Task brief:
Extract the records in full, leaving every picture out.

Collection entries
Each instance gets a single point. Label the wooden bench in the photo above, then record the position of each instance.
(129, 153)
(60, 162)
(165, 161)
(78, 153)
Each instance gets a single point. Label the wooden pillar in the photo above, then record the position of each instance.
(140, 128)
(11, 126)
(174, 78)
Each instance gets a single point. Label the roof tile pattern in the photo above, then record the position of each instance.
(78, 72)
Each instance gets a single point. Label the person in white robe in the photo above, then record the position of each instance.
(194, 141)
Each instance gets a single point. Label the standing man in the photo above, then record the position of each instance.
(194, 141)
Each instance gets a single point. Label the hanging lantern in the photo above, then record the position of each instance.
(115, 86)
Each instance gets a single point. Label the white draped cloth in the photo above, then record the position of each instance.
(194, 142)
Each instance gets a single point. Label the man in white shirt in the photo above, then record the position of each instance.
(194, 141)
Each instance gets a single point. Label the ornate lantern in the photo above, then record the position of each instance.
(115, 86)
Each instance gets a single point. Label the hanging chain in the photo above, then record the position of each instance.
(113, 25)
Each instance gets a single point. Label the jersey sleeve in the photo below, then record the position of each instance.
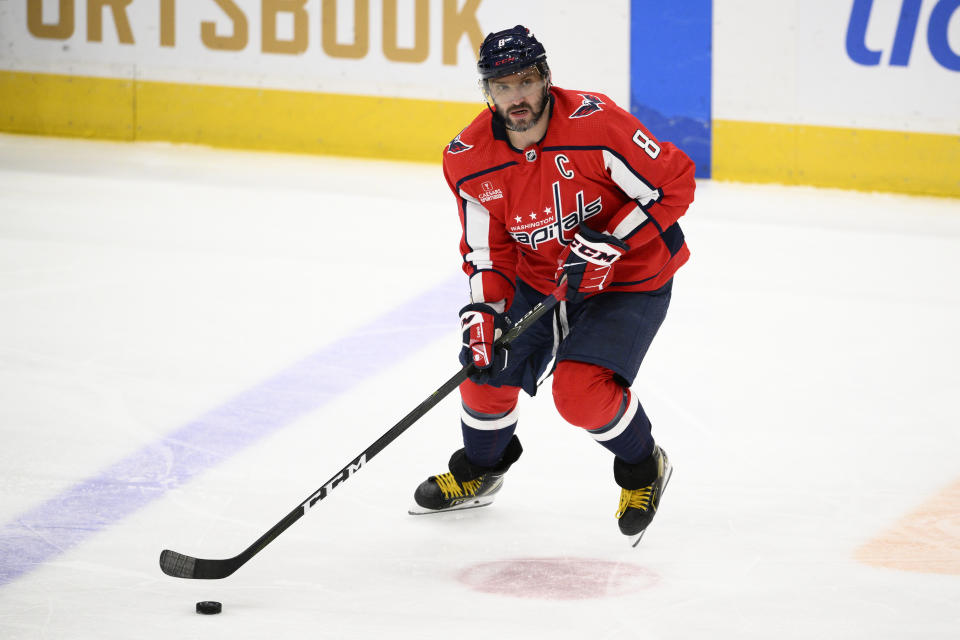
(658, 177)
(489, 253)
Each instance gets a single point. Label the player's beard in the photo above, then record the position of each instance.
(520, 127)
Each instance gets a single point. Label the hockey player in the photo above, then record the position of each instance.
(550, 184)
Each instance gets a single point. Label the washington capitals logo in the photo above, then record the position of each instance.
(456, 146)
(591, 104)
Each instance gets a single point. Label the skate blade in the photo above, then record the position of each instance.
(635, 539)
(417, 510)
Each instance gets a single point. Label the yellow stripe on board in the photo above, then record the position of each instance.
(266, 119)
(864, 159)
(56, 105)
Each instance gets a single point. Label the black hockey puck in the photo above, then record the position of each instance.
(209, 607)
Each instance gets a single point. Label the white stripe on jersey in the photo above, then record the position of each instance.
(476, 229)
(489, 425)
(635, 187)
(633, 221)
(621, 425)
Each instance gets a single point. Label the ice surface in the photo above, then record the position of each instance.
(192, 341)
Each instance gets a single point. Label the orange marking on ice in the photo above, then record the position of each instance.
(926, 540)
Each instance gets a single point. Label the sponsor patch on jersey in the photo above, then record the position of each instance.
(458, 146)
(489, 191)
(591, 104)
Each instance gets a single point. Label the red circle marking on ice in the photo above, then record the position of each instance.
(557, 578)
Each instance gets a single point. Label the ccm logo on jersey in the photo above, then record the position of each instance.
(457, 146)
(593, 253)
(591, 104)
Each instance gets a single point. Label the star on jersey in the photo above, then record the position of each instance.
(556, 228)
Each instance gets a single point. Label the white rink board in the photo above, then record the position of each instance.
(786, 62)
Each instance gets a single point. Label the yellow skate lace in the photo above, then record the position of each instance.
(636, 498)
(453, 489)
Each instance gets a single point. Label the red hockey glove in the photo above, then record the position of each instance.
(482, 325)
(588, 261)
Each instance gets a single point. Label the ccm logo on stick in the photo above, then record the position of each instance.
(343, 476)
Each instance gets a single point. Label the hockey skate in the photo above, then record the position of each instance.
(640, 496)
(465, 486)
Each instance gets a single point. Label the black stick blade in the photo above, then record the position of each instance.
(177, 565)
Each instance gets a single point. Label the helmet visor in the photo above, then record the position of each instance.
(516, 86)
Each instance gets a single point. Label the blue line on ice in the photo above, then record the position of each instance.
(100, 501)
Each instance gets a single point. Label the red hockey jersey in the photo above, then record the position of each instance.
(597, 166)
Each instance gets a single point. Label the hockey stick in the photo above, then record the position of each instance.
(180, 565)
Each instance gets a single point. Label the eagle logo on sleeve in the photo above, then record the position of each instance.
(591, 104)
(458, 146)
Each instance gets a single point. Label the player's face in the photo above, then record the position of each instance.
(519, 98)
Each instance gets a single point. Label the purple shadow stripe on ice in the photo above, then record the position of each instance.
(100, 501)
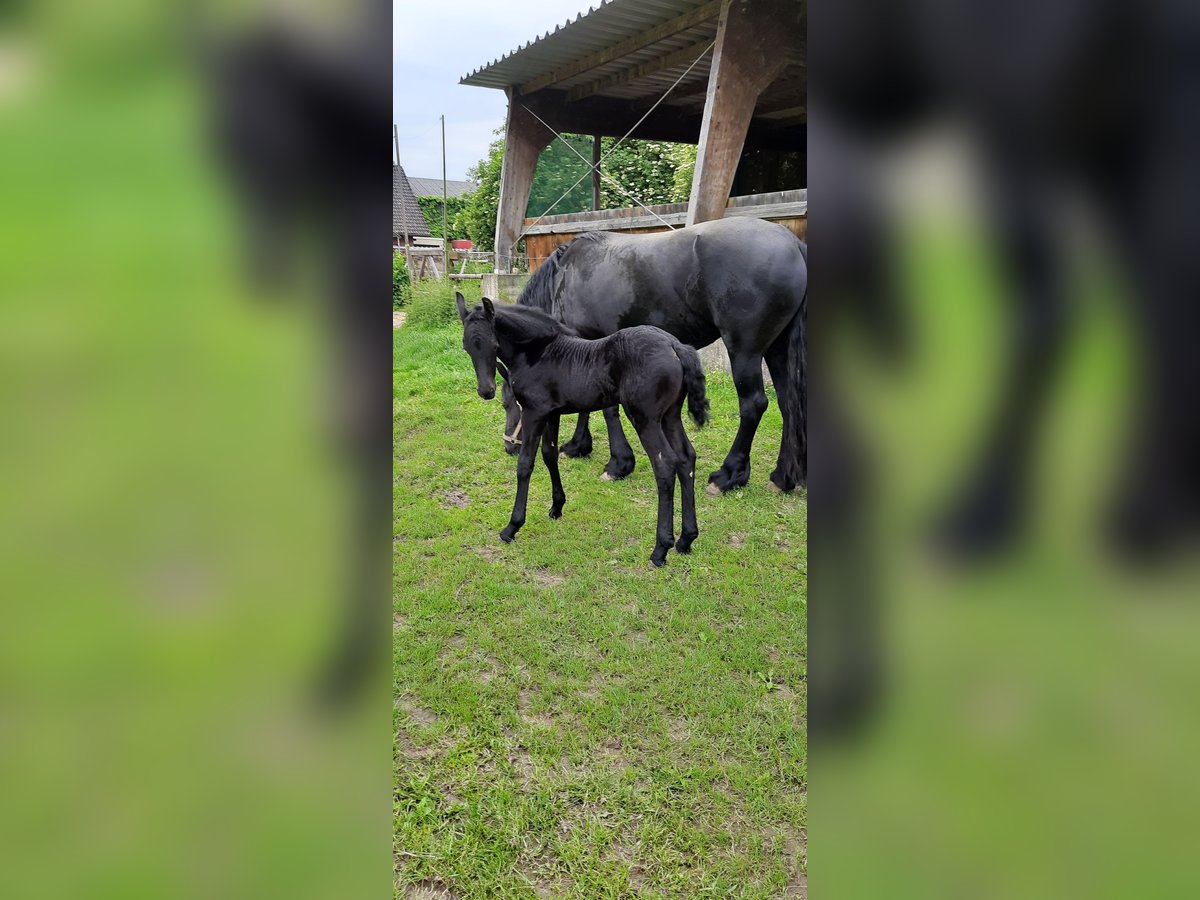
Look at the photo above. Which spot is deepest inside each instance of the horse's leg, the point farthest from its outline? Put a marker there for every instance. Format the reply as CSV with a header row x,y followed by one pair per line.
x,y
685,468
580,444
525,469
621,454
751,405
550,456
989,513
663,460
777,364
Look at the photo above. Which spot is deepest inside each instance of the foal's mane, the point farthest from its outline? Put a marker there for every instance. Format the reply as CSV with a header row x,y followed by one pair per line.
x,y
539,291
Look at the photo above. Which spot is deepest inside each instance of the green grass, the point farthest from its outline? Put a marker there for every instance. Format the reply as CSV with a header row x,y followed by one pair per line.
x,y
570,721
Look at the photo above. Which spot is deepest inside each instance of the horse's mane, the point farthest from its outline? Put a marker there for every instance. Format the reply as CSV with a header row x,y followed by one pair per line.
x,y
539,292
527,324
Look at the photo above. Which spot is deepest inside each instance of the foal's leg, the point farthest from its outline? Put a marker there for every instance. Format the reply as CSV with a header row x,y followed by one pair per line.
x,y
685,468
621,454
580,444
777,363
751,405
663,459
525,469
550,456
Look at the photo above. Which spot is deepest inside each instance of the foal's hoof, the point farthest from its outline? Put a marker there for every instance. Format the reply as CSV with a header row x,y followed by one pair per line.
x,y
575,451
617,469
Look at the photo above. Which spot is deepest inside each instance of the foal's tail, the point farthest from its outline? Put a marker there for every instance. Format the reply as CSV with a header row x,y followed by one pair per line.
x,y
693,383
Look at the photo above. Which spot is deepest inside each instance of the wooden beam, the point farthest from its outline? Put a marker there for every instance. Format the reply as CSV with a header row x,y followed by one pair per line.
x,y
623,48
748,58
610,117
595,172
790,112
676,58
525,138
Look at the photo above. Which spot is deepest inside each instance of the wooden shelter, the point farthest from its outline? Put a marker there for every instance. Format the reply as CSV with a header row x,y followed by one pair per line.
x,y
729,76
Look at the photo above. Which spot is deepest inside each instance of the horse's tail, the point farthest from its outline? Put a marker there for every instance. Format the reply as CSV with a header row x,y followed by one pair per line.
x,y
693,383
795,450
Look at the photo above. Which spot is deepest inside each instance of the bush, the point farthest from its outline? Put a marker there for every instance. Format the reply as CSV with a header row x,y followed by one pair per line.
x,y
432,305
401,285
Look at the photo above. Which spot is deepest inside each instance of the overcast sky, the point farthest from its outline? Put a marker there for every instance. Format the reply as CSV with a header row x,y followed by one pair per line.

Output below:
Each instance gets a single point. Label the wooden bench in the photo above, then record the position of each instance.
(129, 153)
(60, 162)
(165, 161)
(78, 153)
Each instance gets a single point. Label the wooden pillar in the photo above, then record the position of each instance.
(140, 128)
(11, 126)
(174, 78)
Each instance gets a single point. Label the roof tile pattern in the photo above, then record the position of each instance.
(78, 72)
Each instance gets a single point. Label the person in white robe in the photo above, then record the position of each instance.
(194, 141)
Each instance gets a single point. Label the standing man in the photo above, then record the position of each instance.
(194, 141)
Each instance gets a single point. Label the hanging lantern in the photo above, then record the position of each instance.
(115, 86)
Each instance gets a single point. Label the white draped cloth in the photo above, then record the position of each instance.
(194, 142)
Each instance gets a single point. Label the man in white shirt in the photo above, then record the position of each instance.
(194, 141)
Each instance gets a single point. Label the ornate lantern in the photo above, then record the position of each instance.
(115, 86)
Each instance gets a single point. Label the hanging chain in the photo above, then record the position of each instance.
(113, 25)
Each instance gets a single point. Label the jersey sleeve in the photo below, then record the position of each instance.
(658, 177)
(489, 253)
Each instance gets a single point. Label the player's beard in the photo above, then record the position of each instance.
(520, 127)
Each instance gets a single point. Label the hockey player in the photo above, then record the position of each instance.
(550, 184)
Each instance gets a single point. Label the washington capitals logo in the photo above, then record the position of each instance.
(456, 146)
(591, 104)
Each instance gets a single point. Label the skate blade in the photo above, then record the position of each instance.
(635, 539)
(417, 510)
Each instance gets a single point. Label the yellow stripe on board in the photo above, then record the position of each instance.
(266, 119)
(864, 159)
(56, 105)
Each instance gets a single point. Label the black hockey puck in the photo above, then record the position of each instance.
(209, 607)
Each instance gets a single point. Label the white stripe on jersey in the photo above, then record the position of each instance.
(476, 229)
(489, 425)
(635, 187)
(633, 221)
(621, 425)
Each instance gets a single point. Label the ice surface in the photo above, then record the position of each instance.
(192, 341)
Each instance gets a single point. Label the orange marking on ice in the photo above, then record the position of each instance.
(926, 540)
Each instance gets a single point. Label the sponsor patch on jersey in the photo above, then record the position of each instance.
(458, 146)
(489, 191)
(591, 104)
Each instance gets a single point. Label the red circle marking on ice in the photo above, then record the position of each instance.
(557, 578)
Each instance gets a single point. Label the ccm logo on jersey in the photo above, then record the position of each instance.
(457, 146)
(593, 253)
(591, 104)
Each instance gets a single point. Label the star on jersey in the photo above, then record the position of each instance.
(556, 228)
Each instance gets a single point. Label the white rink board in the photo above, then record the position of each instance.
(786, 62)
Each instance gets a single point. Label the yellow skate lace in the photo above, then record the position of each instance.
(636, 498)
(453, 489)
Each instance gets a single point. Label the red hockey glove in the photo above, then record the position of each instance.
(482, 325)
(588, 261)
Each instance gets a single point. Label the ccm logo on stick in the photo above, then record the position of each instance.
(343, 476)
Each instance gets a single point. Label the hockey skate in the photo above, then record the position of each instance.
(640, 496)
(465, 486)
Each instance gets a single point. Label the black stick blade in the photo above, then record the position of each instance.
(177, 565)
Each instance gets a single point. Label the helmet visor in the photo above, then record the position of each instance.
(516, 86)
Each instance gets a single point. Label the blue line on ice in the photo above, then record the position of each instance.
(100, 501)
Each instance gets a single point. Label the red hockey jersey in the photo above, then record the position of each instance.
(597, 166)
Each instance gets a single point. Label the hockey stick in the photo above, then record the position of each instance.
(180, 565)
Each instance gets a single point. Label the eagle logo on sleeve in the photo above, then record the position of each instance.
(591, 104)
(458, 146)
Each instance gets a single point. Label the player's face in the photo above, then record the position of each instance.
(519, 98)
Each instance gets a single point. Label the purple shadow stripe on ice in the photo above, then record the position of each instance.
(100, 501)
Look at the photo above. Which spot is deepest inside each instance of the horse's leg, the point farthest from its outline? Put a marker there for every instance. Format the reply as CSV with a header row x,y followed by one pair per line.
x,y
685,468
580,444
525,469
621,454
751,405
550,456
989,513
663,460
777,364
Look at the photo above. Which spot is deepest inside each instance of the foal's mane, the point farthest from its outline? Put a marker there for every instance. Format the reply as CSV with a header row x,y followed by one pair per line.
x,y
539,291
Look at the photo above. Which spot is deepest inside each instance of the green grass, the point farthest from its outline? Put a marker there for every instance. Format the reply as CSV with a header row x,y followed by one pair per line.
x,y
570,721
Look at the photo above. Which spot is deepest inside each instance of the horse's mane, the point farthest from its outline? Put a marker there for every instance. Format the reply as CSV with a header row x,y followed by one pair per line.
x,y
539,292
527,324
Look at the photo above. Which spot is deepest inside each instance of the foal's leg, the point farthest from its outline? Put a marker there for every instance. Format the reply as CSV with a header row x,y followed by one pair per line.
x,y
685,468
621,454
580,444
777,363
751,405
663,459
525,469
550,456
Look at the photo above. Which spot is deepest inside each instance of the foal's hoof, the point farthest from its outline? Put a marker there for every instance. Format the reply as CSV with a header row x,y followed by one pair per line.
x,y
575,451
617,469
Look at the photo above. Which spot is deepest inside each instance of the foal's tail, the point farthest from its outline? Put a marker there for every instance. Format the reply as CSV with a header row x,y followed by one pair per line.
x,y
693,383
Look at the photo above. Which spot is deepest inside each instance of the wooden beam, the point farthest from its outline? Put a marker there for every instance. Format the reply as CSV with a header row x,y followed by one pair per line.
x,y
623,48
748,58
610,117
595,172
790,112
676,58
525,138
Look at the photo above. Which spot is deepest inside each instance of the wooden shelter, the point farthest from its outline? Put a marker there for every instance. Format the reply as CSV with a header row x,y followed by one pair per line.
x,y
729,76
Look at the photo above. Which spot is deepest inside each instance of the horse's tail, the point farthest from its outline? Put a marker there for every instance. Format the reply as CSV with a header row x,y followed by one pair per line.
x,y
693,383
795,450
Look at the photo above. Which spot is deepest inside each instance of the bush, the point farthest from its outline? Put a marker there for every instance. Format the reply as CSV with a header row x,y followed by one pair per line.
x,y
432,305
401,285
Look at the photo above. Which spot is deepest inside each instance of the overcast sky, the point farthest from its outline? Put a marker there for every instance. Format the reply as CSV with a header row x,y followed by one pair per line.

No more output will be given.